* [WORK INSTRUCTIONS] Isolate every line in the records below with "shoulder" in it.

(Saved entries)
• • • • •

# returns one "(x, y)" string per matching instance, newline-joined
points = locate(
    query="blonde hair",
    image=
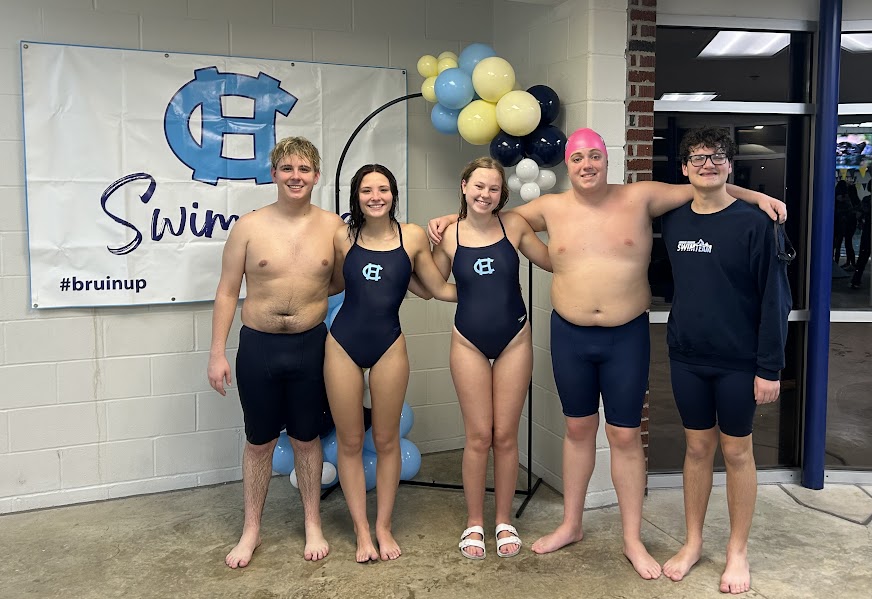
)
(489, 163)
(296, 146)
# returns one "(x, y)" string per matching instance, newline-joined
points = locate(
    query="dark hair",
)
(357, 220)
(710, 137)
(483, 162)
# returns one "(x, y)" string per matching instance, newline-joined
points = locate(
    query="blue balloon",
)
(411, 460)
(548, 102)
(407, 419)
(444, 119)
(472, 55)
(369, 468)
(453, 88)
(545, 145)
(368, 441)
(283, 455)
(507, 149)
(330, 448)
(334, 302)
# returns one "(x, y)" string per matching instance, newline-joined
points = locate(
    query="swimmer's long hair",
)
(710, 137)
(357, 220)
(483, 162)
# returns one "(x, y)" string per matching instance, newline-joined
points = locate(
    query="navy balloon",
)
(507, 149)
(545, 145)
(548, 102)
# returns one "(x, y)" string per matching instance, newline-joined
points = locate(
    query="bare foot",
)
(677, 567)
(646, 566)
(474, 551)
(240, 556)
(563, 536)
(366, 551)
(316, 545)
(737, 575)
(388, 547)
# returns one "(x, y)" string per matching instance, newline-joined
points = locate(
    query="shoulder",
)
(413, 234)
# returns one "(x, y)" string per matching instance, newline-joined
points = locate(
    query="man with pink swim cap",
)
(600, 241)
(584, 138)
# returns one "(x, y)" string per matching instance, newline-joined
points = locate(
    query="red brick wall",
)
(641, 39)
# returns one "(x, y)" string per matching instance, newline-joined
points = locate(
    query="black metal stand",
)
(531, 487)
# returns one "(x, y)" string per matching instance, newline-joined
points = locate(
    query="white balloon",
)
(546, 179)
(527, 170)
(328, 473)
(530, 191)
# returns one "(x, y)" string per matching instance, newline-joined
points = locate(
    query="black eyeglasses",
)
(699, 159)
(783, 247)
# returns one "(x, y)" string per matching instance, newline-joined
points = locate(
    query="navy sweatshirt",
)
(732, 297)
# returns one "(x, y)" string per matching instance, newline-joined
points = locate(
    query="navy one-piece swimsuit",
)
(490, 309)
(368, 322)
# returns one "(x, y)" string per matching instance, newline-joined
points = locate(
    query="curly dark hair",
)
(357, 220)
(710, 137)
(489, 163)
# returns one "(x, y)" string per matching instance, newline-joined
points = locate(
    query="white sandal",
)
(466, 542)
(512, 540)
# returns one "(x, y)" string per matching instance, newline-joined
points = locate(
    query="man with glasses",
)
(600, 241)
(726, 335)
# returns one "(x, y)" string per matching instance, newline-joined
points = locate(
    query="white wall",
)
(98, 403)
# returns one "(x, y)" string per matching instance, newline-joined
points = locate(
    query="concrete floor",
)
(173, 545)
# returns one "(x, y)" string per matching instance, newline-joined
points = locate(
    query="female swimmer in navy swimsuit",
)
(378, 257)
(481, 250)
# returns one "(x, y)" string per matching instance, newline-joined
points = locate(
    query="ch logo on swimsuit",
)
(371, 272)
(205, 156)
(484, 266)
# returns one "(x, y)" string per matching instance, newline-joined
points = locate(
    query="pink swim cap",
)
(584, 138)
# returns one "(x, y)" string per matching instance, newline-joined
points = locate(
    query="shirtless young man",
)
(600, 241)
(285, 252)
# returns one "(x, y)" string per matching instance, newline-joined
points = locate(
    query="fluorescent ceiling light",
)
(689, 97)
(857, 42)
(745, 44)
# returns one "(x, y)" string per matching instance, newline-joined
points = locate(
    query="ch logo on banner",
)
(371, 272)
(205, 157)
(484, 266)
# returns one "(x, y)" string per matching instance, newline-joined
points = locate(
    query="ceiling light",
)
(857, 42)
(745, 44)
(689, 97)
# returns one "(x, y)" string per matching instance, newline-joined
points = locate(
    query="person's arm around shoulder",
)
(443, 254)
(226, 299)
(663, 197)
(422, 264)
(436, 227)
(528, 242)
(775, 304)
(341, 243)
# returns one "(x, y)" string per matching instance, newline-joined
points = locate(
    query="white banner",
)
(138, 163)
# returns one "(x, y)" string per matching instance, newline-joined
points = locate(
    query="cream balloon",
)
(446, 63)
(477, 122)
(493, 78)
(527, 170)
(546, 179)
(427, 66)
(518, 113)
(530, 191)
(428, 89)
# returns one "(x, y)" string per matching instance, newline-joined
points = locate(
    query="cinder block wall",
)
(100, 403)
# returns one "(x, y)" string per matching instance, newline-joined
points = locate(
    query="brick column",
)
(641, 40)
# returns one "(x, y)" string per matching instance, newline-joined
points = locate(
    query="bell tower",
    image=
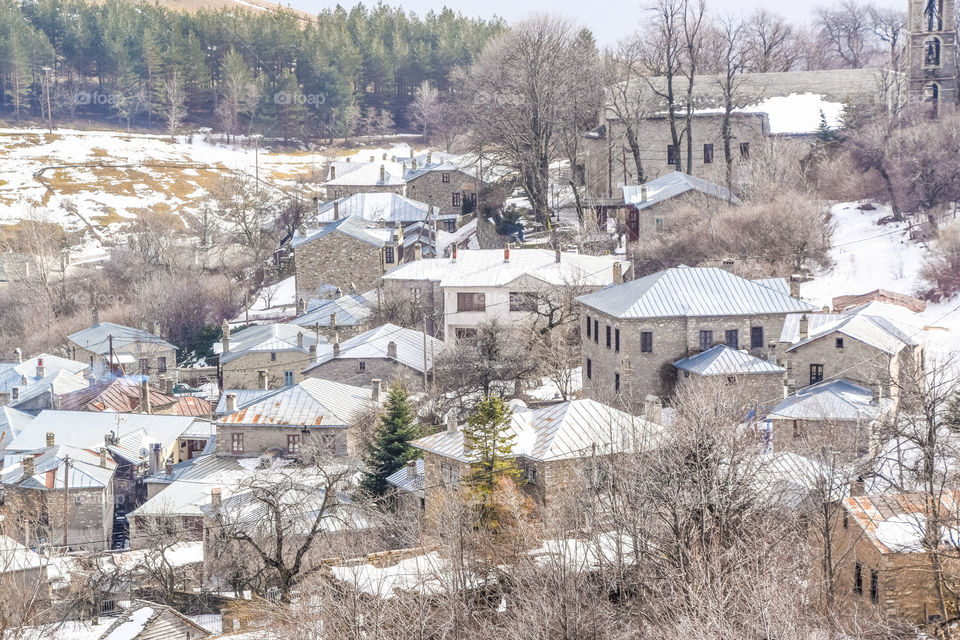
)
(932, 62)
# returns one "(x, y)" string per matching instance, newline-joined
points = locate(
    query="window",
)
(293, 443)
(733, 338)
(671, 154)
(522, 301)
(471, 302)
(756, 337)
(816, 373)
(646, 342)
(706, 340)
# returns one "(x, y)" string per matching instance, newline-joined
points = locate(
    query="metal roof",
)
(386, 207)
(375, 344)
(311, 403)
(350, 311)
(670, 186)
(561, 431)
(691, 292)
(97, 337)
(722, 360)
(490, 268)
(263, 338)
(834, 400)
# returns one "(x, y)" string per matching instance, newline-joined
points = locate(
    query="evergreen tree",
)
(487, 433)
(390, 448)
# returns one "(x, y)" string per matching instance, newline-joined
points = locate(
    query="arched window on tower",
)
(931, 57)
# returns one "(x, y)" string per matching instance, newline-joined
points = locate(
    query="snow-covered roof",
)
(671, 186)
(264, 338)
(834, 400)
(311, 403)
(97, 338)
(560, 431)
(721, 360)
(491, 268)
(375, 343)
(691, 292)
(376, 207)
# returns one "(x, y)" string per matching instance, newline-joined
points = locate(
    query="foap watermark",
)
(306, 99)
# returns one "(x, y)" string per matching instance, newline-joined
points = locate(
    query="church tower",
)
(932, 63)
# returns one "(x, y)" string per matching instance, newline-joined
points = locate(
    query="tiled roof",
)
(691, 292)
(97, 337)
(376, 343)
(722, 360)
(311, 403)
(560, 431)
(670, 186)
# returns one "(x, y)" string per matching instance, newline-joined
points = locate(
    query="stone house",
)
(836, 414)
(135, 351)
(633, 333)
(552, 446)
(350, 255)
(882, 567)
(857, 345)
(264, 356)
(384, 353)
(314, 413)
(62, 496)
(760, 381)
(512, 286)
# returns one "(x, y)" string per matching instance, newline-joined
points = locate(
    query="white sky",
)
(609, 20)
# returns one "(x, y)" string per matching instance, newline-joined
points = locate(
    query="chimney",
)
(145, 397)
(653, 409)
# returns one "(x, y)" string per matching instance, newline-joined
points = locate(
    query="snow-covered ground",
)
(868, 256)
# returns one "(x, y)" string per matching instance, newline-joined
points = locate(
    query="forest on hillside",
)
(270, 72)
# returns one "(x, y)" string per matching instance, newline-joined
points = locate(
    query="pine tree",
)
(390, 448)
(488, 434)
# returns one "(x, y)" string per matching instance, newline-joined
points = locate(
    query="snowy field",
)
(868, 256)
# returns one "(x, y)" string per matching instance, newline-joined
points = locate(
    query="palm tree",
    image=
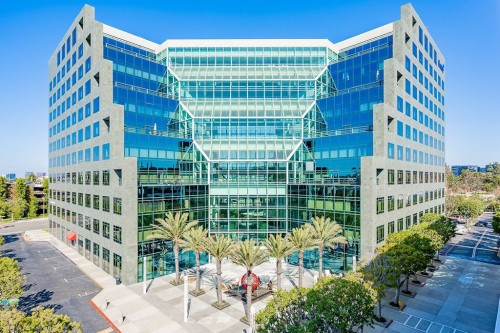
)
(326, 233)
(249, 255)
(173, 228)
(194, 240)
(219, 247)
(278, 247)
(302, 240)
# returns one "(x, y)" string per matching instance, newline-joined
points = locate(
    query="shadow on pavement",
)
(27, 303)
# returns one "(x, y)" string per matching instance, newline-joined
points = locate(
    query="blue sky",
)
(467, 32)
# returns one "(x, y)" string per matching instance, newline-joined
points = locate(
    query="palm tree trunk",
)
(398, 290)
(320, 260)
(249, 293)
(198, 277)
(379, 308)
(176, 257)
(301, 267)
(219, 282)
(278, 274)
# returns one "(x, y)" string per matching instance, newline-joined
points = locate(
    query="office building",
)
(251, 137)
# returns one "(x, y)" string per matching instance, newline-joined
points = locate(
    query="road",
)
(23, 225)
(479, 243)
(54, 281)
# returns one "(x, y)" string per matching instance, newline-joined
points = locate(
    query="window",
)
(96, 202)
(95, 178)
(400, 201)
(117, 264)
(400, 104)
(380, 234)
(390, 203)
(400, 128)
(117, 206)
(96, 129)
(96, 104)
(105, 151)
(400, 224)
(105, 203)
(88, 225)
(380, 205)
(88, 87)
(390, 177)
(390, 150)
(96, 151)
(105, 229)
(117, 234)
(96, 226)
(390, 228)
(87, 64)
(105, 177)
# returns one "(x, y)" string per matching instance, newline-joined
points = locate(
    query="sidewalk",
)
(461, 297)
(161, 309)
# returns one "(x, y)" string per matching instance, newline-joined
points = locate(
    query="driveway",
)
(479, 244)
(54, 281)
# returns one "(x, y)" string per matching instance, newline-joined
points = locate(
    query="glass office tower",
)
(250, 137)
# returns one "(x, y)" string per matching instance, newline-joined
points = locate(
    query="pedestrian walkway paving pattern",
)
(461, 297)
(53, 281)
(479, 244)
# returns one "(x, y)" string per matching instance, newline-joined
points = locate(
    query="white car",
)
(460, 230)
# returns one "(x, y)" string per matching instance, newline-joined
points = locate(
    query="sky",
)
(466, 31)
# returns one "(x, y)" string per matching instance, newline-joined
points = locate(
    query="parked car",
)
(461, 230)
(481, 224)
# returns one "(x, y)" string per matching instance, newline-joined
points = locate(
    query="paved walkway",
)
(461, 297)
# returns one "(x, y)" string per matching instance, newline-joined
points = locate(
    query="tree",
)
(17, 207)
(33, 207)
(332, 305)
(194, 240)
(383, 274)
(40, 320)
(278, 247)
(469, 207)
(219, 247)
(302, 240)
(3, 188)
(342, 305)
(326, 233)
(441, 224)
(496, 223)
(11, 279)
(405, 260)
(173, 228)
(31, 177)
(21, 190)
(285, 312)
(249, 255)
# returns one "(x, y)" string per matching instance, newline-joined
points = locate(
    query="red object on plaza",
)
(255, 283)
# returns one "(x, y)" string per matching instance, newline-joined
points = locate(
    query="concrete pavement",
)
(461, 297)
(23, 225)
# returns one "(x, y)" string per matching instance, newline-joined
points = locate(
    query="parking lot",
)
(54, 281)
(479, 243)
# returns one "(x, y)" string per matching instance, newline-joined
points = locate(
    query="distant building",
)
(10, 176)
(457, 169)
(250, 137)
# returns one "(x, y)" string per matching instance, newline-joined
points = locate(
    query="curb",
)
(104, 316)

• • • • •

* [RESULT OF THIS EXERCISE]
    query="shoulder",
    query="person's arm around shoulder",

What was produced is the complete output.